• [SELECTED EXCERPT]:
···

Ramazan Bashardost (رمضان بشردوست; born 1961) is an Afghan politician who is a former planning minister of Afghanistan and a former member of the National Assembly of Afghanistan. He was an independent candidate in the 2009 Afghan presidential election.

== Early life and education ==
Ramzan Bashardost was born in Qarabagh District, Ghazni Province of Afghanistan to a Hazara family. He is fluent in Persian and Pashto. He completed his primary and intermediate education in Qarabagh and later in Maimana, capital of Fariyab in northern Afghanistan. Months after the 1978 coup d'état, Bashardost left Afghanistan for Iran. He finished high school in Iran and then immigrated into Pakistan.

In 1983, he left Pakistan for France, where he spent more than 20 years, earning degrees in law and political science. In 1989 he enrolled at Grenoble University, where he did his master's in law. In 1990, he did his master's in diplomacy from Paris University. In 1992, he did his master's in political science. In 1995, Bashardost received his Ph.D. in law from France's Toulouse Capitole University. He wrote his thesis on the UN's role against the Soviet invasion of Afghanistan.

== Career ==
After years in exile, Bashardost returned to Afghanistan in 2002 to work in the UN Department of Afghanistan's Foreign Affairs Ministry. In 2003, he was appointed as director of European and Western Political Affairs Department in the ministry. In March 2004, he was appointed minister of planning but resigned that December in protest at the government's alleged inability to take action over 2,000 Afghan and international non governmental organisations (NGOs) outlawed by his ministry in Afghanistan.

In 2004 Bashardost published his book, Basic Political, Military and Diplomatic Laws of Afghanistan – from the era of Ahmad Shah Baba (1225 Hejri) to current years, in which he presented his analysis of the history of laws in Afghanistan. The book won an award at the Academy of Political Sciences of France, the first award won by an independent Afghan scientist and scholar.

Bashardost has no affiliations with any tribal, military or political party. He is in an independent scholar and political activist, known for his support and defense of human rights. He has spoken out against the corrupt Afghan authorities of the past three decades.

···

• [SOURCE INFORMATION]:
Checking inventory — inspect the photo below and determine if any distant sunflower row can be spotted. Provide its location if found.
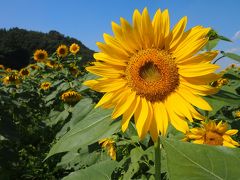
[33,43,80,62]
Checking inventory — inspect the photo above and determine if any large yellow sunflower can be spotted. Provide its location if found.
[19,68,30,76]
[85,8,219,141]
[184,121,239,147]
[61,90,81,104]
[69,43,80,55]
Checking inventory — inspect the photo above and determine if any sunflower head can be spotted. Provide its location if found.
[45,60,56,68]
[69,43,80,55]
[61,90,81,105]
[6,68,12,73]
[98,138,116,160]
[40,82,51,91]
[0,64,5,70]
[28,64,39,70]
[19,68,30,76]
[84,8,219,141]
[68,64,80,77]
[57,44,68,57]
[185,121,239,147]
[33,49,48,62]
[234,110,240,118]
[212,78,229,88]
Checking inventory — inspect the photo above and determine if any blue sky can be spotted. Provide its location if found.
[0,0,240,66]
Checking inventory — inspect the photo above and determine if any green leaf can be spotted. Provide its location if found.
[221,51,240,62]
[218,35,232,42]
[48,110,69,126]
[46,108,120,158]
[206,90,240,105]
[163,140,240,180]
[70,98,94,128]
[205,39,219,51]
[204,90,240,117]
[63,160,118,180]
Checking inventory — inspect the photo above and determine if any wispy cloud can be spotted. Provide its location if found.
[232,31,240,41]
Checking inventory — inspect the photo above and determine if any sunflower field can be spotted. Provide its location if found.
[0,8,240,180]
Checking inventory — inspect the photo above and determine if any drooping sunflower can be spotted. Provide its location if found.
[184,121,239,147]
[33,49,48,62]
[19,68,30,76]
[85,8,219,141]
[61,90,81,104]
[68,63,81,77]
[69,43,80,55]
[28,64,39,70]
[40,82,51,91]
[98,138,116,160]
[57,44,68,57]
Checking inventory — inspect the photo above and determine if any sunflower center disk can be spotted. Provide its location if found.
[126,49,179,102]
[204,131,223,146]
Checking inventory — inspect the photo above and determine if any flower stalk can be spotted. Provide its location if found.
[154,136,161,180]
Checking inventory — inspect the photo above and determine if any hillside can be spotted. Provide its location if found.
[0,28,94,69]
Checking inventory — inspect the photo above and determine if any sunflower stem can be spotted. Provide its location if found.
[154,136,161,180]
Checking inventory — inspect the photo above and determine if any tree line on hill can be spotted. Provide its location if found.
[0,28,94,69]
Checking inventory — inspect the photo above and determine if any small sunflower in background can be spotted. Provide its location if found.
[0,64,5,70]
[68,63,80,77]
[40,82,51,91]
[3,74,20,85]
[61,90,81,105]
[28,64,39,70]
[184,120,239,147]
[33,49,48,62]
[45,60,56,68]
[69,43,80,55]
[234,110,240,118]
[19,68,30,76]
[57,44,68,57]
[98,138,116,160]
[212,78,229,88]
[5,68,12,73]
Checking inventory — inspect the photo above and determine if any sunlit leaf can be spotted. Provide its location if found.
[47,108,120,158]
[163,140,240,180]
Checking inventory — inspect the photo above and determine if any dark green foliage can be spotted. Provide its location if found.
[0,28,93,69]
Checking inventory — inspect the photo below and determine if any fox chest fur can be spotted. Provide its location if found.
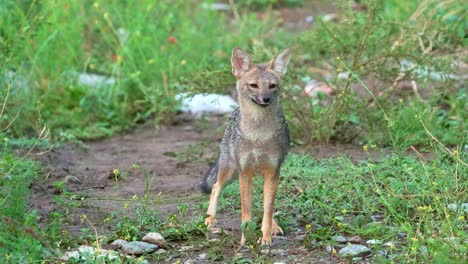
[224,106,289,173]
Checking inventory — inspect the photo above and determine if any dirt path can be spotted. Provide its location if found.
[31,119,380,263]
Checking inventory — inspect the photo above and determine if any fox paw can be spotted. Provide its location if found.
[257,237,271,247]
[271,221,284,236]
[205,215,217,229]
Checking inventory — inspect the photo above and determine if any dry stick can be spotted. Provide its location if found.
[161,71,169,96]
[418,115,468,167]
[0,84,11,117]
[0,112,20,132]
[229,0,240,20]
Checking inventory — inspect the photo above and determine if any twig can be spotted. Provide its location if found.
[418,115,468,167]
[229,0,240,20]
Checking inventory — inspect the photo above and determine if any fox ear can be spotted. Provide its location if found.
[270,48,292,75]
[231,48,253,79]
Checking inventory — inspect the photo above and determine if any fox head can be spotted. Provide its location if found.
[231,48,292,107]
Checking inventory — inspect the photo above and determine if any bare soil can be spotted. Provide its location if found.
[31,118,378,263]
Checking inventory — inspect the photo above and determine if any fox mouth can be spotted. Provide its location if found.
[250,98,270,107]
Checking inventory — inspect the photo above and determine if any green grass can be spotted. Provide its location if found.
[0,0,468,263]
[0,137,49,263]
[0,0,292,140]
[220,152,468,263]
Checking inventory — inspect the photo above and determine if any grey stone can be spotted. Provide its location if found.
[419,246,429,256]
[384,241,395,247]
[332,236,348,244]
[447,203,468,213]
[60,246,119,261]
[371,213,385,222]
[65,175,81,184]
[444,237,461,244]
[271,236,289,247]
[294,235,307,241]
[143,232,167,247]
[348,236,362,244]
[154,248,167,255]
[366,239,382,245]
[111,239,128,248]
[261,248,288,256]
[325,246,336,254]
[201,3,231,11]
[398,232,408,239]
[339,245,372,257]
[179,246,194,251]
[77,73,116,88]
[122,241,158,256]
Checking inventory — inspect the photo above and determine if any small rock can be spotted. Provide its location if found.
[322,13,338,22]
[261,248,288,256]
[325,246,336,254]
[398,232,408,239]
[332,236,348,244]
[154,248,167,255]
[366,239,382,245]
[179,246,194,251]
[201,3,231,11]
[447,203,468,213]
[444,237,461,244]
[384,241,395,247]
[65,175,81,184]
[210,227,221,234]
[419,246,429,256]
[339,245,372,257]
[143,232,166,247]
[348,236,362,244]
[294,235,307,241]
[60,246,119,261]
[122,241,158,256]
[77,73,116,88]
[371,213,385,222]
[60,250,80,261]
[111,239,128,248]
[271,236,289,247]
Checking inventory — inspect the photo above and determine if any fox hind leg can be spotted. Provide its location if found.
[259,167,283,246]
[205,166,234,229]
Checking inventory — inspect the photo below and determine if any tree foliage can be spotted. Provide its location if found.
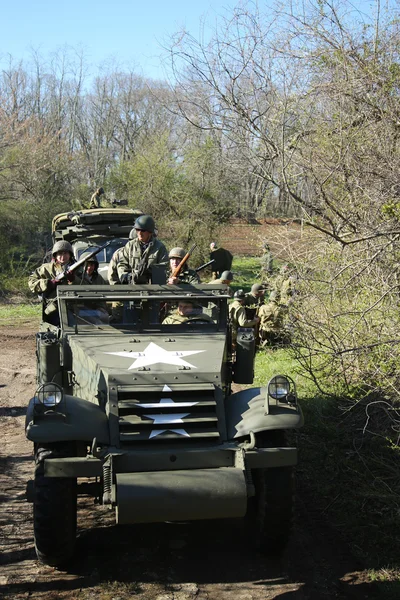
[169,0,400,406]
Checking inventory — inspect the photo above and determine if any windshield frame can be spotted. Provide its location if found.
[57,284,230,334]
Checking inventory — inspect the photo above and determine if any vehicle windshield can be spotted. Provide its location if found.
[77,238,127,263]
[61,298,226,331]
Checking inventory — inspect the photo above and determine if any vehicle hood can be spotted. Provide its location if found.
[68,332,226,401]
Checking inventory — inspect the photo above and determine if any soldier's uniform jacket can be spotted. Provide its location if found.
[258,300,287,333]
[28,261,82,315]
[162,310,214,325]
[107,246,124,285]
[85,272,107,285]
[229,299,258,341]
[169,267,200,285]
[244,292,265,308]
[118,237,169,283]
[89,192,101,208]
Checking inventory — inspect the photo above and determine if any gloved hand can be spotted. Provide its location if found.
[47,279,60,292]
[65,271,75,283]
[119,273,132,284]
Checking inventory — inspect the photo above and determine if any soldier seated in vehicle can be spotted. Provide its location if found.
[162,298,214,325]
[168,248,200,284]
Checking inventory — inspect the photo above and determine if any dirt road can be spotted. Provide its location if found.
[0,326,377,600]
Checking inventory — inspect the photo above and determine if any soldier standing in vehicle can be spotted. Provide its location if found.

···

• [ACTIVITY A]:
Translate this sentence from the Ramazan Bashardost biography into Spanish: "In 1983, he left Pakistan for France, where he spent more than 20 years, earning degrees in law and political science."
• [ACTIVITY B]:
Give a continuation of the Ramazan Bashardost biography, picking up after its final sentence.

• [EXERCISE OUTPUT A]:
En 1983, dejó Pakistán para ir a Francia, donde pasó más de 20 años y obtuvo títulos en derecho y ciencias políticas.

• [EXERCISE OUTPUT B]:
In 2004/05 he briefly served as Afghanistan's planning minister. He was critical of the role played by NGOs and claimed that majority of them were a source of Afghanistan money drain. He particularly highlighted the hefty amounts paid to the NGO employees and ministers as compared to the average income of less than a dollar average national income. Controversy surrounded his stance, and he had to resign under government and foreign pressure. However, his outspoken criticism of the government and his firm stances against corruption and for public welfare won him widespread support.

In 2006 he was elected as Kabul's representative in the parliamentary elections. He won the third highest number of votes, which spanned across ethnic and linguistic groups.

In 2010 RFE/RL's Radio has selected him as the Person Of The Year and the Afghanistan' Gandhi.

== Presidential election 2009 ==
Bashardost registered for the presidential election on 7 May 2009.
His first VP is agriculture institute professor Mohammad Mosa Barekzai, and the second VP is Afifa Maroof, who works in the Afghan Independent Human Rights Commission. A white dove, the symbol of peace, is Bashardost's emblem for the election.
Preliminary results placed him 3rd in a field of 38. In the provinces Ghazni and Daykundi he beat the two main candidates Karzai and Abdullah.

Bashardost is mostly known for his strong rejection of corruption. "In the Afghan administration now, money is the law (...). Afghanistan is the only country in the world where corruption is legal". Because of his sometimes offbeat stance and style, he has been nicked as a"popular Don Quixote and a maverick.

== Literature ==
Basic Political, Military and Diplomatic Laws of Afghanistan, written and published in 2004.